## [INPUT FOR THIS TASK]
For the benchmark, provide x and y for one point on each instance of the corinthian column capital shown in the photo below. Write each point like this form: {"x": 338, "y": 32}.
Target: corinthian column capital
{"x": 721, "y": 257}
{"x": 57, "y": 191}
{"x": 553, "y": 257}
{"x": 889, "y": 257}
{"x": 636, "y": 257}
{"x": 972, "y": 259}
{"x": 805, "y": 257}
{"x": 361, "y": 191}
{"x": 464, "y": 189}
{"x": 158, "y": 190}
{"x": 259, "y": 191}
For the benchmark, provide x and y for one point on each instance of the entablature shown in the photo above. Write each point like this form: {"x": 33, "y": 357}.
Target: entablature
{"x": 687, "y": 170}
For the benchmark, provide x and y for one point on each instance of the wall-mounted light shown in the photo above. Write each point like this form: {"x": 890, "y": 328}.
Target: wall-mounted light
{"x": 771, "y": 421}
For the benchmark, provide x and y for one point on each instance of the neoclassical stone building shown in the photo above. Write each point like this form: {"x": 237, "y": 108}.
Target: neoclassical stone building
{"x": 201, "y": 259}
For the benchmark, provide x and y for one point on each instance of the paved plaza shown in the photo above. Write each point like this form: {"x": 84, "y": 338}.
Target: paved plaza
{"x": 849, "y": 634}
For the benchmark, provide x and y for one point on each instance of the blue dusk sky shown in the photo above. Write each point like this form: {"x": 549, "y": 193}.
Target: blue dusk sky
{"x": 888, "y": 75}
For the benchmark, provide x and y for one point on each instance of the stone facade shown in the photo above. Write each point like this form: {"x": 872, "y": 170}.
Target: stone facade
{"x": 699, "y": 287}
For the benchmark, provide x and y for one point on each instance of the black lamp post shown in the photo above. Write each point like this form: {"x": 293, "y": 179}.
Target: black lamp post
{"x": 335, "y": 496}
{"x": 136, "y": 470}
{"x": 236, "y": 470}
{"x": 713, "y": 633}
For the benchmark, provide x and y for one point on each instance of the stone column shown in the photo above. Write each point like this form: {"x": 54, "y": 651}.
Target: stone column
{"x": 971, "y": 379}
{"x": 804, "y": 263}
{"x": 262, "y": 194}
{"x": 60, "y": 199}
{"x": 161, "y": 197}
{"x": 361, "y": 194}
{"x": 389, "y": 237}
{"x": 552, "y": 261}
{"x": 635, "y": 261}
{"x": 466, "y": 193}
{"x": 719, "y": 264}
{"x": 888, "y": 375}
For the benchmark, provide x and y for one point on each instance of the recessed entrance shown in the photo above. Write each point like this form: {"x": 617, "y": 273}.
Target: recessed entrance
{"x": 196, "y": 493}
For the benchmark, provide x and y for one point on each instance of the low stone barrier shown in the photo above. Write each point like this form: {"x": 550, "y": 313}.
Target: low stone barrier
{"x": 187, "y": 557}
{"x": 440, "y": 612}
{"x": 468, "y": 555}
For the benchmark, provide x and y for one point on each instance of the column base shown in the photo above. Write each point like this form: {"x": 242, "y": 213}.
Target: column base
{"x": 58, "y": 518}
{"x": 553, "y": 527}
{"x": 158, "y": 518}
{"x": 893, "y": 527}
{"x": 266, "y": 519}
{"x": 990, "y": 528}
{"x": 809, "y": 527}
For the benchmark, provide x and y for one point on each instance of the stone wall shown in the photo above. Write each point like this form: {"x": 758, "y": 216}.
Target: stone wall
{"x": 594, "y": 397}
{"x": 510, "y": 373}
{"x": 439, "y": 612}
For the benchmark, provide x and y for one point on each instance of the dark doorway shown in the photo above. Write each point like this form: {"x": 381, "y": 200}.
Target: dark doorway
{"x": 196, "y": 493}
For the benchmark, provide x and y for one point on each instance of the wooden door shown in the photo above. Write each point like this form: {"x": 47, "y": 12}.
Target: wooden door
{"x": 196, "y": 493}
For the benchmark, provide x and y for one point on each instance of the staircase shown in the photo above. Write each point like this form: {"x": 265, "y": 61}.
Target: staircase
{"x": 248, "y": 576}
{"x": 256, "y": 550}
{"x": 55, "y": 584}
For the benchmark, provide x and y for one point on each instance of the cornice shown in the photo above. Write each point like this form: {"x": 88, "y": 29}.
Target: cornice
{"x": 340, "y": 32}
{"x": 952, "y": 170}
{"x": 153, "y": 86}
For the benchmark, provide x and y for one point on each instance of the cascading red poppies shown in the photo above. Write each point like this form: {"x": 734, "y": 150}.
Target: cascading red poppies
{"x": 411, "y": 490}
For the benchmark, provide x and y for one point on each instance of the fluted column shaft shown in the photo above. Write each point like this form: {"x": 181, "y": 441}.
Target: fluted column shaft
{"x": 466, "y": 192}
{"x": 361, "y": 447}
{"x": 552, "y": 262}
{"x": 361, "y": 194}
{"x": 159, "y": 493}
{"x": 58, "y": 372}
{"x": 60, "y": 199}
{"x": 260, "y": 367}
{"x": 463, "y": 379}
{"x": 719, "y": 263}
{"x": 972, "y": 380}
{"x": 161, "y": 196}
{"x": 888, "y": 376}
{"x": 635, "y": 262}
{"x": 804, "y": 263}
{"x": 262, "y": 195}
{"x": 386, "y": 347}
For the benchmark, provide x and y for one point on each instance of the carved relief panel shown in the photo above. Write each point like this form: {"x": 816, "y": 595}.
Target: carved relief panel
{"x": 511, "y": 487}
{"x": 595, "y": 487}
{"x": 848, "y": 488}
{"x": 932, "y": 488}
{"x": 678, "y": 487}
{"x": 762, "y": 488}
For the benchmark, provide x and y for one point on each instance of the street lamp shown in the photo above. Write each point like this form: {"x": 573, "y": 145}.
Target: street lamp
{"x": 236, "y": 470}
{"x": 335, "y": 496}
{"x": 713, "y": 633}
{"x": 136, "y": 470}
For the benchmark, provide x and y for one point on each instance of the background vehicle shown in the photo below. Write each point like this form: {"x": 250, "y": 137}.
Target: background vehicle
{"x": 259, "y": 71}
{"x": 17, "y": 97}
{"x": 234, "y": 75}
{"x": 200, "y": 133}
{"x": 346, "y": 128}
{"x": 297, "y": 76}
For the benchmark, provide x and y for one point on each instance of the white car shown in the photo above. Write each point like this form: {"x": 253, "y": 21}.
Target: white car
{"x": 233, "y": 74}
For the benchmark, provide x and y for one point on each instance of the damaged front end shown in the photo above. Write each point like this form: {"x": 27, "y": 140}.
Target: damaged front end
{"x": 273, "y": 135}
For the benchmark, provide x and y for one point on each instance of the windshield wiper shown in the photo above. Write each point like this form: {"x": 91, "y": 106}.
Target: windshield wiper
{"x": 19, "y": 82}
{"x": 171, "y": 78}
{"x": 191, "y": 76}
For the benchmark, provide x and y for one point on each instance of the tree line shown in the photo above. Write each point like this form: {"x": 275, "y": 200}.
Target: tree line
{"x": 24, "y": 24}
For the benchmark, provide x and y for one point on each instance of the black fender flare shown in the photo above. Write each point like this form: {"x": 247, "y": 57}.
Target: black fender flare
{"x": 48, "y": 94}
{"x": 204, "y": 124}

## [JOB]
Reproduce every one of the rows above verbatim.

## [SOLUTION TO THIS PROBLEM]
For the benchmark, provide x and y for one point on each instance of the corinthian column capital shown in the photo below. Write each point like this form: {"x": 338, "y": 32}.
Target: corinthian column capital
{"x": 721, "y": 257}
{"x": 57, "y": 191}
{"x": 553, "y": 257}
{"x": 889, "y": 257}
{"x": 636, "y": 257}
{"x": 972, "y": 259}
{"x": 805, "y": 257}
{"x": 361, "y": 191}
{"x": 464, "y": 189}
{"x": 158, "y": 190}
{"x": 259, "y": 191}
For the benchmark, provide x and y for one point on each instance of the entablature shown in the photo above. Write each point like this form: {"x": 33, "y": 357}.
Target: entablature
{"x": 687, "y": 170}
For the benchmark, provide x and y for one point on each instance of the wall-mounted light shown in the photo above. Write each point like this form: {"x": 890, "y": 328}.
Target: wall-mounted light
{"x": 771, "y": 421}
For the benchmark, provide x and y for one point on each instance of the neoclassical stone building shown in the photo above. Write each point like this form: {"x": 237, "y": 108}.
Target: neoclassical stone building
{"x": 201, "y": 259}
For the benchmark, provide x and y for one point on each instance of the paved plaza shown in the photo above. Write each point like this form: {"x": 84, "y": 338}.
Target: paved plaza
{"x": 849, "y": 634}
For the benchmark, provide x and y for one point on each instance of the blue dusk sky shown in the photo above. Write each point like this form: {"x": 549, "y": 193}.
Target: blue dusk sky
{"x": 888, "y": 75}
For the benchmark, provide x and y for one point on each instance of the stone facade shown in the photo above. Write each point like this form: {"x": 872, "y": 170}.
Target: stone facade
{"x": 699, "y": 287}
For the benchmark, provide x and y for one point on each instance of the black lamp post shown in the photo above. Write each point like this form: {"x": 293, "y": 179}.
Target: black lamp post
{"x": 335, "y": 496}
{"x": 136, "y": 470}
{"x": 236, "y": 470}
{"x": 713, "y": 633}
For the benchmark, provide x and y for one point on each instance of the stone column shown in the photo above. Write each point like this form: {"x": 54, "y": 651}.
Target: stone column
{"x": 971, "y": 379}
{"x": 804, "y": 263}
{"x": 262, "y": 194}
{"x": 60, "y": 199}
{"x": 161, "y": 197}
{"x": 361, "y": 194}
{"x": 389, "y": 237}
{"x": 552, "y": 261}
{"x": 635, "y": 261}
{"x": 466, "y": 193}
{"x": 719, "y": 264}
{"x": 888, "y": 375}
For the benchmark, provide x and y for one point on each instance of the recessed entrance shown in the photo above. Write each point like this form: {"x": 617, "y": 273}.
Target: recessed entrance
{"x": 196, "y": 493}
For the benchmark, provide x and y for one point on each instance of the low stone barrier shown in the photo above. Write each point like this form: {"x": 550, "y": 313}.
Target: low stone barrier
{"x": 187, "y": 557}
{"x": 440, "y": 612}
{"x": 468, "y": 555}
For the benchmark, provide x and y for one point on each instance of the column base shown in the photo above. Write each point like this form: {"x": 242, "y": 213}.
Target: column base
{"x": 58, "y": 518}
{"x": 553, "y": 527}
{"x": 158, "y": 518}
{"x": 893, "y": 527}
{"x": 266, "y": 519}
{"x": 990, "y": 528}
{"x": 809, "y": 527}
For the benchmark, provide x and y for one point on each instance of the stone wall shown in the photo above. Write each point like this form: {"x": 758, "y": 216}.
Target: stone wall
{"x": 594, "y": 397}
{"x": 510, "y": 373}
{"x": 439, "y": 612}
For the benchmark, provide x and y for one point on each instance of the dark doorway shown in the photo above. Write each point like this form: {"x": 381, "y": 200}.
Target: dark doorway
{"x": 196, "y": 493}
For the benchmark, provide x and y for one point on each instance of the wooden door shown in the photo above. Write each point like this form: {"x": 47, "y": 12}.
Target: wooden door
{"x": 196, "y": 493}
For the benchmark, provide x and y for one point on each instance of the staircase shown in the photo above. Write each point like this form: {"x": 265, "y": 61}.
Target: staircase
{"x": 248, "y": 576}
{"x": 256, "y": 550}
{"x": 55, "y": 584}
For the benchmark, provide x and y for one point on each instance of the cornice shown in the photo above. Write each point like this form: {"x": 88, "y": 29}.
Target: cornice
{"x": 340, "y": 32}
{"x": 952, "y": 170}
{"x": 153, "y": 86}
For the benchmark, provide x and y for one point on each instance of the cascading red poppies shown in the photo above. Write each point like this form: {"x": 734, "y": 150}.
Target: cascading red poppies
{"x": 411, "y": 490}
For the benchmark, provide x and y for one point on each instance of the fluted column shaft shown in the photo above. Write each point like this form: {"x": 181, "y": 441}.
Target: fluted column shaft
{"x": 466, "y": 192}
{"x": 361, "y": 447}
{"x": 552, "y": 262}
{"x": 361, "y": 194}
{"x": 159, "y": 493}
{"x": 58, "y": 372}
{"x": 60, "y": 199}
{"x": 260, "y": 367}
{"x": 463, "y": 379}
{"x": 719, "y": 263}
{"x": 972, "y": 380}
{"x": 161, "y": 196}
{"x": 888, "y": 376}
{"x": 635, "y": 262}
{"x": 804, "y": 263}
{"x": 262, "y": 195}
{"x": 386, "y": 347}
For the benchmark, provide x and y for one point on each instance of the carved relief panel shown in the photo above. Write each point like this form: {"x": 816, "y": 595}.
Target: carved relief panel
{"x": 511, "y": 487}
{"x": 595, "y": 487}
{"x": 848, "y": 488}
{"x": 932, "y": 488}
{"x": 678, "y": 487}
{"x": 762, "y": 488}
For the benchmark, provide x and y for one point on each instance of the street lamp shown in the photo above. Write each point like this form: {"x": 573, "y": 145}.
Target: street lamp
{"x": 236, "y": 470}
{"x": 335, "y": 496}
{"x": 713, "y": 633}
{"x": 136, "y": 470}
For the benchmark, provide x and y for one point on each instance of the background vehicle shown in the photo below. Write each point like this form: {"x": 250, "y": 137}.
Target: background vehicle
{"x": 259, "y": 71}
{"x": 17, "y": 97}
{"x": 234, "y": 75}
{"x": 200, "y": 133}
{"x": 346, "y": 128}
{"x": 297, "y": 76}
For the benchmark, provide x and y for one point on each instance of the white car shown in the photo above. Write each point like this form: {"x": 253, "y": 21}.
Target: white car
{"x": 233, "y": 74}
For the benchmark, provide x and y for one point on each instance of the damaged front end shown in the photo above. Write each point like this form: {"x": 27, "y": 140}.
Target: damaged front end
{"x": 273, "y": 135}
For the benchmark, provide x and y for one point on each instance of the windshield wiper shown in the photo above. Write each point like this form: {"x": 91, "y": 106}.
Target: windshield wiper
{"x": 19, "y": 82}
{"x": 171, "y": 78}
{"x": 191, "y": 76}
For the benchmark, provide x and y for one point on each instance of the tree line shown in the photo above. Write each point like this form: {"x": 275, "y": 200}.
Target: tree line
{"x": 24, "y": 24}
For the benchmark, provide x and y for one point on each instance of the black fender flare shown in the photo above. Write each point like this form: {"x": 247, "y": 57}.
Target: black fender flare
{"x": 48, "y": 94}
{"x": 204, "y": 124}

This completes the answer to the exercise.